# Task objective
Copy word for word only the lines of the rows below starting at the line that contains "of the swirl" and ending at the line that contains "Query: swirl of nutella", including both of those lines.

— START OF Exercise materials —

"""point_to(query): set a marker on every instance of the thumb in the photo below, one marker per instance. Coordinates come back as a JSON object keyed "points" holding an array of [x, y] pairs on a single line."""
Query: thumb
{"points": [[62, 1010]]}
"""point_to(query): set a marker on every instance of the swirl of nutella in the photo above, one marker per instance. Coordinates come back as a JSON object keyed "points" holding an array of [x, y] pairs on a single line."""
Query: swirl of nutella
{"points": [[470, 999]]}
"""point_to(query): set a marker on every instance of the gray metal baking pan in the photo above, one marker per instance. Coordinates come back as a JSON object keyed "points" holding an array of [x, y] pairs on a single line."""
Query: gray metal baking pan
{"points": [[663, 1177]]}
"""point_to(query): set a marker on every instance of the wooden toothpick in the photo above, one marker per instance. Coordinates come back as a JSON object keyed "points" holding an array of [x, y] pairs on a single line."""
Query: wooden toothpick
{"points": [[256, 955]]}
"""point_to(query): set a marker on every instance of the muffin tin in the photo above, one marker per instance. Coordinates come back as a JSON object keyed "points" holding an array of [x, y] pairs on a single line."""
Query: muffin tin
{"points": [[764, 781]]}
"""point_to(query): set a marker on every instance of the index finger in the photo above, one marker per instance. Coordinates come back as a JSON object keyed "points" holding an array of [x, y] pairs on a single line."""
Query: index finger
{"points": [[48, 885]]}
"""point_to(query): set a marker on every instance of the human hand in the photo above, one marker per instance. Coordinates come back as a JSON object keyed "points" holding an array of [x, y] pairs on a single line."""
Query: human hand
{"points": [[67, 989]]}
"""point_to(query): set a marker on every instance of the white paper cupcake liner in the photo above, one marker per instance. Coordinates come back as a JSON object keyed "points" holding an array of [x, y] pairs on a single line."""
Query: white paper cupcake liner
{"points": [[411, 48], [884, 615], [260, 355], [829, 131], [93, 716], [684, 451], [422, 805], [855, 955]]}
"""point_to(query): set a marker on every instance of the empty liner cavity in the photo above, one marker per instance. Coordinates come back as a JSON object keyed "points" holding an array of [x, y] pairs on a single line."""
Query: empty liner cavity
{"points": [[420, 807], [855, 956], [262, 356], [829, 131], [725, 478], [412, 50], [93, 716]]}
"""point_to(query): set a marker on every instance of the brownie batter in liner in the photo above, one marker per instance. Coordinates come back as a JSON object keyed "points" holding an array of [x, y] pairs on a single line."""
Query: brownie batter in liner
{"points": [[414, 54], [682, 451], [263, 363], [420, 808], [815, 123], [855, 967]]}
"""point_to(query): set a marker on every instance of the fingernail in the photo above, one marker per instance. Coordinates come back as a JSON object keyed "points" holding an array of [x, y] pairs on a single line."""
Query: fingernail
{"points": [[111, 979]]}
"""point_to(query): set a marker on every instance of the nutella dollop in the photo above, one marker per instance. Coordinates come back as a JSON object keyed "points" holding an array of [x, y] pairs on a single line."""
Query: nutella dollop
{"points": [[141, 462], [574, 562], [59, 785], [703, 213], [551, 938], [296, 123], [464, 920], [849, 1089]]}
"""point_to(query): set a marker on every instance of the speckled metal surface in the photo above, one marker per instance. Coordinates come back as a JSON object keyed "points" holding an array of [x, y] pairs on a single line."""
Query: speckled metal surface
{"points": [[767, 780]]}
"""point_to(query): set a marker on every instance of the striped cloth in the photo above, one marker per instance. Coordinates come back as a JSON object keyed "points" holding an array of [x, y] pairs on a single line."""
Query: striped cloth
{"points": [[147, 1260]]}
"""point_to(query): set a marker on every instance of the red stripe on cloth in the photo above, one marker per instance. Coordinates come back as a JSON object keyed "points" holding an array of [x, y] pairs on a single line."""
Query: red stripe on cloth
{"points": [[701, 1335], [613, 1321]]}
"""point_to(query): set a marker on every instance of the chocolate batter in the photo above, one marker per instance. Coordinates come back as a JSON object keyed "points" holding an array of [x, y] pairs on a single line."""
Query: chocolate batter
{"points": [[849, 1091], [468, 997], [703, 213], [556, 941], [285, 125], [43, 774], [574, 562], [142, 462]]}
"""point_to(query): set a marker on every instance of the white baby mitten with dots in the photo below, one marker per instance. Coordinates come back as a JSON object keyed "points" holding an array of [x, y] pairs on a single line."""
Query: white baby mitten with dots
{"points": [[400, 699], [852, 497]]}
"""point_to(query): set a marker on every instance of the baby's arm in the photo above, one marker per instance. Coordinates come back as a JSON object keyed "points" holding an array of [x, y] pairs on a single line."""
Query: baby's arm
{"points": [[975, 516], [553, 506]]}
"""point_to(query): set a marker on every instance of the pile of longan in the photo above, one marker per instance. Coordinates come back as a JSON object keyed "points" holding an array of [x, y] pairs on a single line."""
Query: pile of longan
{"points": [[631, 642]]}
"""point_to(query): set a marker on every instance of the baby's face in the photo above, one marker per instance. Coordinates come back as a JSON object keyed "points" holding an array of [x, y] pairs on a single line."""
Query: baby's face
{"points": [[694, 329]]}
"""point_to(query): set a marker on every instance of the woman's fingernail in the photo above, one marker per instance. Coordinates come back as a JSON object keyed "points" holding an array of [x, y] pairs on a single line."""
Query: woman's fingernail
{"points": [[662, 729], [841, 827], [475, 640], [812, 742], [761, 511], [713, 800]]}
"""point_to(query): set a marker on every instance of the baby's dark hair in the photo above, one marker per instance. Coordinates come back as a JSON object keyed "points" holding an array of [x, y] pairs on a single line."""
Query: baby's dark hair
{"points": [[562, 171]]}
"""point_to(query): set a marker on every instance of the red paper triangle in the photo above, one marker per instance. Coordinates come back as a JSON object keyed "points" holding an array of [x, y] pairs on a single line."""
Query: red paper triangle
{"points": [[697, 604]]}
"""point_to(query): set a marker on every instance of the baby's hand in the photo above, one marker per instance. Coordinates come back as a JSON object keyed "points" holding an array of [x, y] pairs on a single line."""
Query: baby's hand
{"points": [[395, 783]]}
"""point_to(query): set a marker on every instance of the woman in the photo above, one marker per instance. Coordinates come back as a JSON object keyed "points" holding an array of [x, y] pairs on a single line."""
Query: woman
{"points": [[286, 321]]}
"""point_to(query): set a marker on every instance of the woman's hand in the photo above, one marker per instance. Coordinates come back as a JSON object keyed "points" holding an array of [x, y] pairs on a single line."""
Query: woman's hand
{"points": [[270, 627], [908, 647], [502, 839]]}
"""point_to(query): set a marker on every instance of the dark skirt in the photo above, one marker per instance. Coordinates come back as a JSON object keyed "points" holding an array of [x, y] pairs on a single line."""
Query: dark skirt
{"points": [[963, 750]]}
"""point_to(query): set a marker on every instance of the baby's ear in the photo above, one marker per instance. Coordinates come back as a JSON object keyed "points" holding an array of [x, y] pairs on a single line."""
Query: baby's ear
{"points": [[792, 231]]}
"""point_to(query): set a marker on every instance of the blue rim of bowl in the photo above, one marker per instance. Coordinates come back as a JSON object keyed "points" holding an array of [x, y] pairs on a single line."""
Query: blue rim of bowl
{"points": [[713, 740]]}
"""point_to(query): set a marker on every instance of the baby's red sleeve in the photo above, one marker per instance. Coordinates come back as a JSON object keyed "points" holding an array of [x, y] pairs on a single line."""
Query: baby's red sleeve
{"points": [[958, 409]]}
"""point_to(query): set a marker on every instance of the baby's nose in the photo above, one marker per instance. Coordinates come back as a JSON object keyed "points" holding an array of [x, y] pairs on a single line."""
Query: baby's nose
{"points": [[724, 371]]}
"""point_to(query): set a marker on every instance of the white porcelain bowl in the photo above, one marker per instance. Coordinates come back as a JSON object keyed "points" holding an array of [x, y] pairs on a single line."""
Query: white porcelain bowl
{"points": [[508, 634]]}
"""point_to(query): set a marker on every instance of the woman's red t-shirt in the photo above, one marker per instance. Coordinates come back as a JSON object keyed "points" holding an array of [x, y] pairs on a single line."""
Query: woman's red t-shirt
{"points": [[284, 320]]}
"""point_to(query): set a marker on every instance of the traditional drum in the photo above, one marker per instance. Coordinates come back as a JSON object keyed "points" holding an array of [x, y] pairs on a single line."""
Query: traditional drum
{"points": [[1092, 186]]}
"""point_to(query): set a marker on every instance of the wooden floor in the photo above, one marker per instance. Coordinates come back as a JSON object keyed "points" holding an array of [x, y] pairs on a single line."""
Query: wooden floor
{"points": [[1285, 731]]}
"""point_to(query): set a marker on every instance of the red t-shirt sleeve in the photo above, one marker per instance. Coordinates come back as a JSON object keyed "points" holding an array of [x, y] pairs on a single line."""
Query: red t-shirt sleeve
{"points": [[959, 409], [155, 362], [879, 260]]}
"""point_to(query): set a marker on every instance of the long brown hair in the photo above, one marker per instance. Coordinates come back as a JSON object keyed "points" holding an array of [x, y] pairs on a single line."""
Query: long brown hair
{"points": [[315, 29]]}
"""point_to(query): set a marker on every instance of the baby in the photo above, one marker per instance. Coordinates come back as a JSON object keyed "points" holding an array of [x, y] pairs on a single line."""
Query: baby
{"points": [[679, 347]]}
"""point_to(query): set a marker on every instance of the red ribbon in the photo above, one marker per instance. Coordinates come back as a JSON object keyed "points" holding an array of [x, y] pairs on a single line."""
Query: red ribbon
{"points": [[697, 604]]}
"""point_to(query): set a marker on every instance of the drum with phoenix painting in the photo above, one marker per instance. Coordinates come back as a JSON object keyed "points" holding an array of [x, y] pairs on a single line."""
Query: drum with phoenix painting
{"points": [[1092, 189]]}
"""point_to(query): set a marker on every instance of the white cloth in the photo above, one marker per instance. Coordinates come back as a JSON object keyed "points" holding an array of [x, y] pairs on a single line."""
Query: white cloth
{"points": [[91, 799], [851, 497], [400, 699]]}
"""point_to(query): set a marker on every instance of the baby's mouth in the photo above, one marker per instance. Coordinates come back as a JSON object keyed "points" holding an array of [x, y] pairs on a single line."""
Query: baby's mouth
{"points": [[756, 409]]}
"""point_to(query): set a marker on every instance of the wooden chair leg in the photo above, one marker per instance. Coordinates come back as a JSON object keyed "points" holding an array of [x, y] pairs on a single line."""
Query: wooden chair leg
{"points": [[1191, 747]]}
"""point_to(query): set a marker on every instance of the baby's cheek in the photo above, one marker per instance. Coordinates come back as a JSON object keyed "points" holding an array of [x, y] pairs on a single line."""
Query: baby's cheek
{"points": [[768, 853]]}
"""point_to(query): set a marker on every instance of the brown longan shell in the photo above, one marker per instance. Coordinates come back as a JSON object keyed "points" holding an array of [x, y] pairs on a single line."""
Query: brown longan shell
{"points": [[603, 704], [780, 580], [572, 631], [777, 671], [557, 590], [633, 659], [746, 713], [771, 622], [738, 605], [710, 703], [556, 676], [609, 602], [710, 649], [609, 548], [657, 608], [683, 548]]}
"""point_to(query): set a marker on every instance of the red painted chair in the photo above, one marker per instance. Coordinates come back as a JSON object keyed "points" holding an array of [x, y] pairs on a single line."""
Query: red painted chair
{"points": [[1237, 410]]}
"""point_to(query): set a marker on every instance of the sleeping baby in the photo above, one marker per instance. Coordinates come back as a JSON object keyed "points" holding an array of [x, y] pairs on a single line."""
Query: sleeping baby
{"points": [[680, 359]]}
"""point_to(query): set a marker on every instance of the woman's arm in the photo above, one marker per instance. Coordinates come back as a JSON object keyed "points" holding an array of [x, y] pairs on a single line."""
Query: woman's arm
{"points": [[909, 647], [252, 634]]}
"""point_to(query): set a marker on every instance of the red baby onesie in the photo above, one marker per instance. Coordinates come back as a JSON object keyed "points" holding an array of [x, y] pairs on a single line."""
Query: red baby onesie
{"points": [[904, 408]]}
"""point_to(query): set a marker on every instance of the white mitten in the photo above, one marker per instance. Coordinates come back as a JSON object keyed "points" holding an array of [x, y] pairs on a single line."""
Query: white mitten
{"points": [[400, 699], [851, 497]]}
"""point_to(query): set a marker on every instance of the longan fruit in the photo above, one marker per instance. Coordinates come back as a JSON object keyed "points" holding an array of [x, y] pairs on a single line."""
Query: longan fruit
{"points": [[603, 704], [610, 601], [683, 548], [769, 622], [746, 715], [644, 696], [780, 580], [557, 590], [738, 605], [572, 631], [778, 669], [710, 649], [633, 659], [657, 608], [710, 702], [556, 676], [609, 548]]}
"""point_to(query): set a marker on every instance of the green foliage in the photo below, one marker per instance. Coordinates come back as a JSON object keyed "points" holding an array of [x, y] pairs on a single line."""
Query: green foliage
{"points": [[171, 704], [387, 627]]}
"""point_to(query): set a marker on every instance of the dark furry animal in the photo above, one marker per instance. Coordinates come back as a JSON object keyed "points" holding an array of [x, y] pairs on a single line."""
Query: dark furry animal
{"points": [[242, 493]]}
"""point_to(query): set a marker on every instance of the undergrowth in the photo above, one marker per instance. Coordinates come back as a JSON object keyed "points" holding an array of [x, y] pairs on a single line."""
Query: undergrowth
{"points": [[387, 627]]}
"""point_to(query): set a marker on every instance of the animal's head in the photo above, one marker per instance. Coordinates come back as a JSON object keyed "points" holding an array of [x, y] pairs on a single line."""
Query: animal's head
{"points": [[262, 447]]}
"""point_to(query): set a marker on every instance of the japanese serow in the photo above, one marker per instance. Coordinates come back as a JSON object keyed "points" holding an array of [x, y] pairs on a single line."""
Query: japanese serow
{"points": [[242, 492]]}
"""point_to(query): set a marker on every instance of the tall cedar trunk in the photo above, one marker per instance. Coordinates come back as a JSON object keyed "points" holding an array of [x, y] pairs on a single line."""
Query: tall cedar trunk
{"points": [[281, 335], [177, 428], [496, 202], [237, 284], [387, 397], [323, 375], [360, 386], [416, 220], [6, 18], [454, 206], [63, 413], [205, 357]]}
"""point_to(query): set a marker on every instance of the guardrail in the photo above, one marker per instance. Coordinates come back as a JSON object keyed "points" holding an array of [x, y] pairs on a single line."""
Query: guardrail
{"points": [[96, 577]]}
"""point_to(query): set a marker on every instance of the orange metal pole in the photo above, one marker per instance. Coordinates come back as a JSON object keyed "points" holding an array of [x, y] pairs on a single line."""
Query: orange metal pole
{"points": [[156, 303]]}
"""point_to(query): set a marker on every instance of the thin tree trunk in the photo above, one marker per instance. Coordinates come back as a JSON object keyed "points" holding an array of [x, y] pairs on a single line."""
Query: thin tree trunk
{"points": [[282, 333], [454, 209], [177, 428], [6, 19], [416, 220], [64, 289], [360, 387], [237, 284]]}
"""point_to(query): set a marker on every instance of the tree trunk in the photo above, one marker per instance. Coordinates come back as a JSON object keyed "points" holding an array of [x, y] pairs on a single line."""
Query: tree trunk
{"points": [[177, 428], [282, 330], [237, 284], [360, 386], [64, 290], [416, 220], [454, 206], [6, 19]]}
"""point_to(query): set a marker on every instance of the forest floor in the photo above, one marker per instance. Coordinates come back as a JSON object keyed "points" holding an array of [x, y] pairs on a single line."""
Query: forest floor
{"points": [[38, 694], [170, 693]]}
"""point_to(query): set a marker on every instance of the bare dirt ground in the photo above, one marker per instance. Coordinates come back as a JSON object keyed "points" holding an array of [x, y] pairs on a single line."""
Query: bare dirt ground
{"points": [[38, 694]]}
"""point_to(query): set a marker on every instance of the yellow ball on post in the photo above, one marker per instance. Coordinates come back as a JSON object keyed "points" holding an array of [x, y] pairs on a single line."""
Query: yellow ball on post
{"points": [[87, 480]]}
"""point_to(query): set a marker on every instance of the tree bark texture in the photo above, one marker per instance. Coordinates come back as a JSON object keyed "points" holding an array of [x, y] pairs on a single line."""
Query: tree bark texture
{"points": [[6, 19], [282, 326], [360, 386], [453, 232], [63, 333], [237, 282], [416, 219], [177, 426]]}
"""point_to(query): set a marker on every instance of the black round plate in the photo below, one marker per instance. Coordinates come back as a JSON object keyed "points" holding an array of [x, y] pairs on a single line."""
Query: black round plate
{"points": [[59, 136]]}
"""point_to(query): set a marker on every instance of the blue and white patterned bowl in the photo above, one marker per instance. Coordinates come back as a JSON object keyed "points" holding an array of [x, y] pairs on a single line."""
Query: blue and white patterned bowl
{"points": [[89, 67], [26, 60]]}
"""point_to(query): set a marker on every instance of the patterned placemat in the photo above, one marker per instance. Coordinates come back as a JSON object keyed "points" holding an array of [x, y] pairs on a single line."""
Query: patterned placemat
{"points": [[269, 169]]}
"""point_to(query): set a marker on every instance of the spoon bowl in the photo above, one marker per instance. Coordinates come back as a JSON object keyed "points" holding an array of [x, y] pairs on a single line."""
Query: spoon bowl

— END OF Exercise materials —

# Exercise solution
"""point_to(query): set a marker on every instance of the swirl of nutella in the photo above, one marker per instance. Coordinates come back as a JSON object keyed "points" holding an array of [x, y] pairs on a single line."""
Query: swirl of nutella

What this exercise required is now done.